ORGANISMS IN THEIR ENVIRONMENT
‘Interactions with the environment: for better and for worse’
Professor at Heinrich Heine Universität Düsseldorf, DE – Comparative Psychology
Prof. Dr. Tobias Kalenscher has a diploma in psychology. He received a PhD in Cognitive Neuroscience from the Ruhr-University Bochum in 2005. He went to the University of Amsterdam, the Netherlands, for a post-doc position and, later, an independent researcher position on a VENI grant in systems biology. He was appointed professor of Comparative Psychology at Heinrich Heine University Düsseldorf in 2011. Tobias works on the interface between psychology, neuroscience and economics. His main interest is to understand the psychology and neurobiology of decision-making in general, and deviations from optimal decision-making in particular. Combining in-vivo electrophysiology, psychopharmacology, and neuroimaging techniques with conceptual tools borrowed from psychology, economics, and biology, he employs a multidisciplinary, comparative approach to tackle these issues. Read more
Social preferences in rats and their neural underpinnings
Humans are social animals: social interaction with others is not only crucial for our mental well-being, it is also essential for individual and group survival. Antecedents of human social cognition, including altruism, cooperation, emotional contagion, inequity aversion, other-regarding preferences and much more, can be found in a wide range of non-human social species, too. In my talk, I will present insights gained from research in my lab on social decision-making in rats. I will provide evidence that rats prefer mutual rewards – rewards to both the rat and a conspecific – over own-rewards that leave the conspecific empty-handed, and I will report conformity effects in rats – the overwriting of own food preferences by copying the preferences of a conspecifics. The second part of my talk will cover the neuroanatomy and neurochemistry of these social behaviours. Combining neurophysiological and psychopharmacological methods with economic and psychological theory, I will discuss the role of amygdala and nucleus accumbens in shaping mutual-reward preferences and conformity. I will furthermore consider the moderating role of serotonin and oxytocin in modulating social preferences, and in overwriting own-preferences by social influence. My talk will highlight the value of a comparative approach to understand the behavioral and neural underpinnings of social cognition.

[Dataset entries]
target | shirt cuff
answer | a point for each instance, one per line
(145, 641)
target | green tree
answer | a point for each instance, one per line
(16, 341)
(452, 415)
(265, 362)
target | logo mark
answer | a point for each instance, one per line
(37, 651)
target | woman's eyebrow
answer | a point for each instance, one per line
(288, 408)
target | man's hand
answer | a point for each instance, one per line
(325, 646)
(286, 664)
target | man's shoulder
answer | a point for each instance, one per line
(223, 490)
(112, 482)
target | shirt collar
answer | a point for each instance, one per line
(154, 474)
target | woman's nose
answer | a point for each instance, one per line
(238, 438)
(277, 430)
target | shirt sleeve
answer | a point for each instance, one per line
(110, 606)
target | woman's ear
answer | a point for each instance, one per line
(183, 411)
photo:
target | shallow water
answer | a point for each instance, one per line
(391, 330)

---

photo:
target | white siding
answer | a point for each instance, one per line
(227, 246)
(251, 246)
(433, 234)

==

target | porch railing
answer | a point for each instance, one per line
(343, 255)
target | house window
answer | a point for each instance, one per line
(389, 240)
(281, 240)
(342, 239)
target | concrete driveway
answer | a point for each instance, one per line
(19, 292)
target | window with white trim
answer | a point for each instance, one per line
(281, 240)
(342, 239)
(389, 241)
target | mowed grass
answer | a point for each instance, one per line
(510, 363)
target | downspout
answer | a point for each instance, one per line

### Work instruction 1
List each antecedent of human social cognition that the text on social preferences in rats names as also found in non-human social species.
### Work instruction 2
Pick up the text on social preferences in rats after its final sentence and keep it going.

### Expected answer 1
Altruism, cooperation, emotional contagion, inequity aversion, other-regarding preferences

### Expected answer 2
Professor at Universiteit van Amsterdam – Institute for Biodiversity and Ecosystem Dynamics
Judy Shamoun-Baranes is an ecologist whose research focuses on understanding how intrinsic and environmental factors influence animal movement at different scales in space and time and the consequences of movement strategies. After attaining a PhD in Zoology at Tel Aviv University, Israel, she relocated to the University of Amsterdam where she leads research in the field of animal movement ecology and is head of the Department of Computational and Theoretical Ecology. Her work focuses on birds and integrates movement and behavioural data collected using high resolution GPS tracking (www.uva-bits.nl) or radar measurements, environmental data and different modelling approaches. Fundamental knowledge about avian movement is also used to better understand human wildlife interactions and help develop solutions when conflicts arise, especially for wind energy development at sea and aviation safety. She was one of the founders and vice-chair of the e-COST Action “the European Network for the Radar Surveillance of Animal Movement” (ENRAM, www.enram.eu ) and invests in the development of e-science infrastructure to support collaborative research. Read more
How birds interact with and connect aerial, terrestrial and aquatic environments
Birds are highly mobile organisms with the ability to cross continents and oceans, utilize air currents thousands of meters above the earth surface, and connect distant ecosystems. Biologging technology is used to measure movement and behaviour of individual birds at high spatio-temporal resolutions, whereas different radar technologies are used to quantify the number of birds and their behaviour through a given airspace. These movement data and environmental information are then used to study interactions between birds and the environments they utilize and transverse. During flight, birds move through the aerial environment, an environment whose properties can quickly change in time and space. Birds however, are not simply at the mercy of atmospheric dynamics, they can alter their behaviour to move efficiently. Adaptive flight behaviour results in energy savings, aerial convergence zones, and mass migration events. During their daily search for food, birds connect contrasting habitats, transporting nutrients, seeds and potentially provide early warning signs of changes in different ecosystems. Are these interactions for better or for worse? That depends on the context and the perspective.